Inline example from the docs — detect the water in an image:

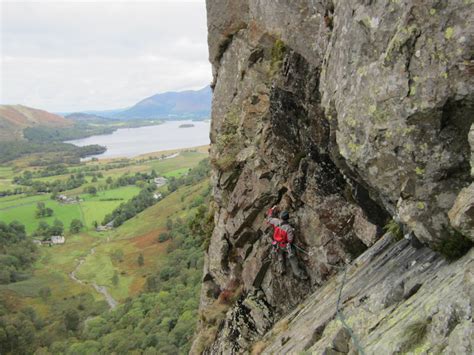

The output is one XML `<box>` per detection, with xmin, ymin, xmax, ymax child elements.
<box><xmin>66</xmin><ymin>121</ymin><xmax>210</xmax><ymax>158</ymax></box>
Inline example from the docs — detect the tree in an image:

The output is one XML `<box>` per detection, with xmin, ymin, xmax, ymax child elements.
<box><xmin>64</xmin><ymin>309</ymin><xmax>80</xmax><ymax>330</ymax></box>
<box><xmin>69</xmin><ymin>218</ymin><xmax>84</xmax><ymax>234</ymax></box>
<box><xmin>34</xmin><ymin>221</ymin><xmax>50</xmax><ymax>237</ymax></box>
<box><xmin>35</xmin><ymin>202</ymin><xmax>54</xmax><ymax>218</ymax></box>
<box><xmin>38</xmin><ymin>286</ymin><xmax>51</xmax><ymax>302</ymax></box>
<box><xmin>84</xmin><ymin>186</ymin><xmax>97</xmax><ymax>195</ymax></box>
<box><xmin>110</xmin><ymin>249</ymin><xmax>123</xmax><ymax>263</ymax></box>
<box><xmin>137</xmin><ymin>253</ymin><xmax>145</xmax><ymax>266</ymax></box>
<box><xmin>49</xmin><ymin>219</ymin><xmax>64</xmax><ymax>236</ymax></box>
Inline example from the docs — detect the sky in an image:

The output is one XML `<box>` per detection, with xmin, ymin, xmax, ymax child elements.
<box><xmin>0</xmin><ymin>0</ymin><xmax>212</xmax><ymax>112</ymax></box>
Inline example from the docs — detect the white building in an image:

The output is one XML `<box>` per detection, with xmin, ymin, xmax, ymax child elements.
<box><xmin>51</xmin><ymin>235</ymin><xmax>66</xmax><ymax>244</ymax></box>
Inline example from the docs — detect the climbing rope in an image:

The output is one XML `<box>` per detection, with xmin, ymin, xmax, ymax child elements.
<box><xmin>336</xmin><ymin>266</ymin><xmax>365</xmax><ymax>355</ymax></box>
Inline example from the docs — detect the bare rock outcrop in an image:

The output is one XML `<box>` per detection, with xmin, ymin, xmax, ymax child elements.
<box><xmin>193</xmin><ymin>0</ymin><xmax>474</xmax><ymax>354</ymax></box>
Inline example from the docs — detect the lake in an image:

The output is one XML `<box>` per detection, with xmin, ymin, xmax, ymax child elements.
<box><xmin>66</xmin><ymin>121</ymin><xmax>210</xmax><ymax>158</ymax></box>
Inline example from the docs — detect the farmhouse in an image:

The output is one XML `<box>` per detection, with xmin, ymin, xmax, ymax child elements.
<box><xmin>153</xmin><ymin>176</ymin><xmax>168</xmax><ymax>187</ymax></box>
<box><xmin>38</xmin><ymin>235</ymin><xmax>66</xmax><ymax>246</ymax></box>
<box><xmin>56</xmin><ymin>195</ymin><xmax>78</xmax><ymax>203</ymax></box>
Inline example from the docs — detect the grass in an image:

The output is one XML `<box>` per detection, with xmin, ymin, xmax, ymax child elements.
<box><xmin>80</xmin><ymin>186</ymin><xmax>140</xmax><ymax>228</ymax></box>
<box><xmin>0</xmin><ymin>196</ymin><xmax>82</xmax><ymax>234</ymax></box>
<box><xmin>163</xmin><ymin>168</ymin><xmax>189</xmax><ymax>178</ymax></box>
<box><xmin>0</xmin><ymin>148</ymin><xmax>208</xmax><ymax>322</ymax></box>
<box><xmin>0</xmin><ymin>186</ymin><xmax>140</xmax><ymax>234</ymax></box>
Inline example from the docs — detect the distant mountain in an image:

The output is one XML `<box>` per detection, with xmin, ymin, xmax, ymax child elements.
<box><xmin>113</xmin><ymin>86</ymin><xmax>212</xmax><ymax>119</ymax></box>
<box><xmin>65</xmin><ymin>112</ymin><xmax>115</xmax><ymax>123</ymax></box>
<box><xmin>0</xmin><ymin>105</ymin><xmax>73</xmax><ymax>142</ymax></box>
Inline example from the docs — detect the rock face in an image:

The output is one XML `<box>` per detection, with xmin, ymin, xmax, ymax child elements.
<box><xmin>193</xmin><ymin>0</ymin><xmax>474</xmax><ymax>354</ymax></box>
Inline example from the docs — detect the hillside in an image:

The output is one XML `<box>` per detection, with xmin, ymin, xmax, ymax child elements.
<box><xmin>112</xmin><ymin>86</ymin><xmax>212</xmax><ymax>119</ymax></box>
<box><xmin>192</xmin><ymin>0</ymin><xmax>474</xmax><ymax>355</ymax></box>
<box><xmin>0</xmin><ymin>105</ymin><xmax>72</xmax><ymax>142</ymax></box>
<box><xmin>64</xmin><ymin>112</ymin><xmax>113</xmax><ymax>123</ymax></box>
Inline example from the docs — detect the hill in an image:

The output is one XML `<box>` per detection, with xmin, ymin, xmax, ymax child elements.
<box><xmin>108</xmin><ymin>86</ymin><xmax>212</xmax><ymax>119</ymax></box>
<box><xmin>64</xmin><ymin>112</ymin><xmax>115</xmax><ymax>123</ymax></box>
<box><xmin>0</xmin><ymin>105</ymin><xmax>72</xmax><ymax>142</ymax></box>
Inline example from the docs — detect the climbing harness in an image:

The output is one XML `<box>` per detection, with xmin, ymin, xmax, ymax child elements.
<box><xmin>336</xmin><ymin>266</ymin><xmax>365</xmax><ymax>355</ymax></box>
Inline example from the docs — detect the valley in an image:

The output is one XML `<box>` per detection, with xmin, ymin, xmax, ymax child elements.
<box><xmin>0</xmin><ymin>146</ymin><xmax>210</xmax><ymax>353</ymax></box>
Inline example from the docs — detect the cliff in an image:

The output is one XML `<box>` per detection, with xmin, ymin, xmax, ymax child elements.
<box><xmin>193</xmin><ymin>0</ymin><xmax>474</xmax><ymax>354</ymax></box>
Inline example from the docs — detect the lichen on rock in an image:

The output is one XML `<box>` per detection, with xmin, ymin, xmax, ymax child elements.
<box><xmin>193</xmin><ymin>0</ymin><xmax>474</xmax><ymax>353</ymax></box>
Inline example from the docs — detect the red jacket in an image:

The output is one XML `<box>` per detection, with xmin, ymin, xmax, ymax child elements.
<box><xmin>267</xmin><ymin>211</ymin><xmax>294</xmax><ymax>248</ymax></box>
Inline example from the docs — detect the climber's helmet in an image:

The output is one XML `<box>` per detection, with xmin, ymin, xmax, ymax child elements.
<box><xmin>280</xmin><ymin>211</ymin><xmax>290</xmax><ymax>221</ymax></box>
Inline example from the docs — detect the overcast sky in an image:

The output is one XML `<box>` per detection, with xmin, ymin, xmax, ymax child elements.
<box><xmin>0</xmin><ymin>0</ymin><xmax>211</xmax><ymax>112</ymax></box>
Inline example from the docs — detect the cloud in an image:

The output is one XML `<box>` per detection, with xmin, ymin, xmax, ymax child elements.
<box><xmin>0</xmin><ymin>0</ymin><xmax>211</xmax><ymax>112</ymax></box>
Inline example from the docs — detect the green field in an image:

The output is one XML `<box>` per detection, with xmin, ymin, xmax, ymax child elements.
<box><xmin>0</xmin><ymin>186</ymin><xmax>140</xmax><ymax>233</ymax></box>
<box><xmin>0</xmin><ymin>149</ymin><xmax>207</xmax><ymax>306</ymax></box>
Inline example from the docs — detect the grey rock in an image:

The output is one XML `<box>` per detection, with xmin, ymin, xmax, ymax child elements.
<box><xmin>448</xmin><ymin>183</ymin><xmax>474</xmax><ymax>241</ymax></box>
<box><xmin>193</xmin><ymin>0</ymin><xmax>474</xmax><ymax>354</ymax></box>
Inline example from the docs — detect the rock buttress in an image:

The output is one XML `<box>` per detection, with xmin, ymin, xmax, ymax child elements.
<box><xmin>193</xmin><ymin>0</ymin><xmax>474</xmax><ymax>353</ymax></box>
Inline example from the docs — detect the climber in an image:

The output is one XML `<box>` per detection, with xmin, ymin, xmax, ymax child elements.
<box><xmin>266</xmin><ymin>206</ymin><xmax>308</xmax><ymax>280</ymax></box>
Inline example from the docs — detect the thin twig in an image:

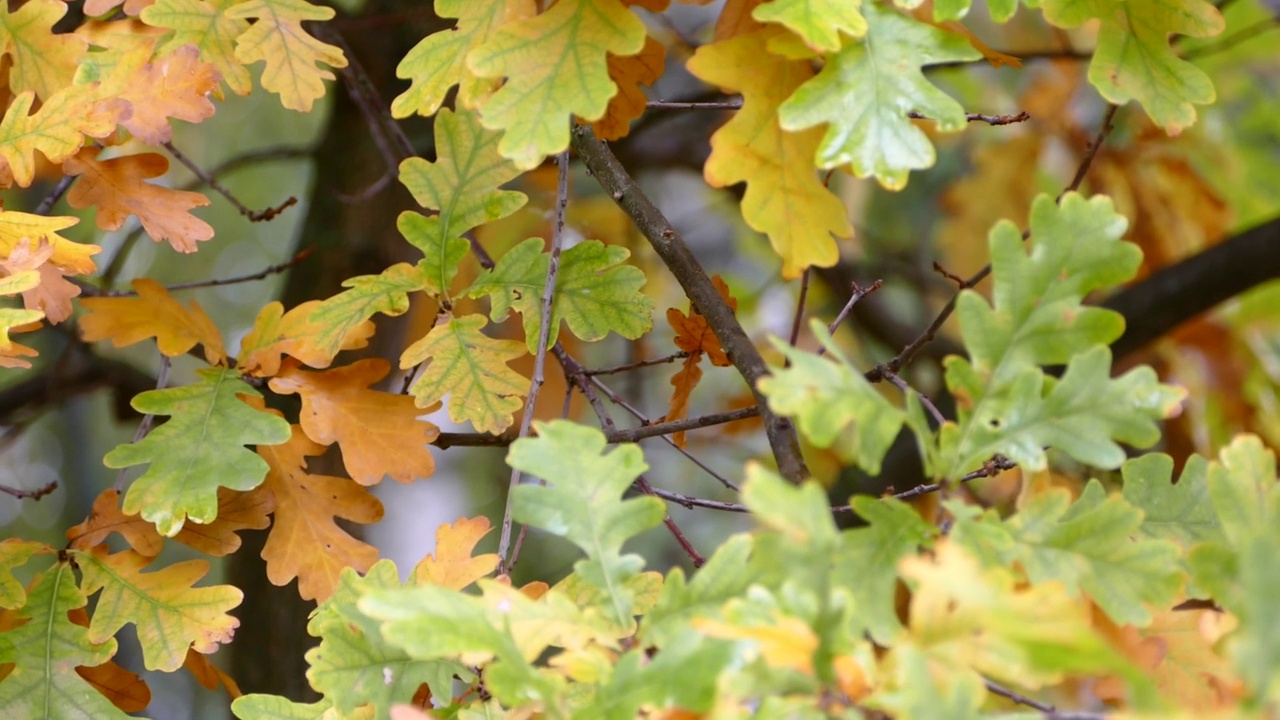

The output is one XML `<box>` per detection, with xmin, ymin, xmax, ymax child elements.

■ Request: Pick out every line of the listing above that contains the string "climbing", with case counting, and copy each line in full.

■ Output:
Inline example from the docs — detect the climbing rope in an image:
Inline example from the docs — detect the climbing harness in an image:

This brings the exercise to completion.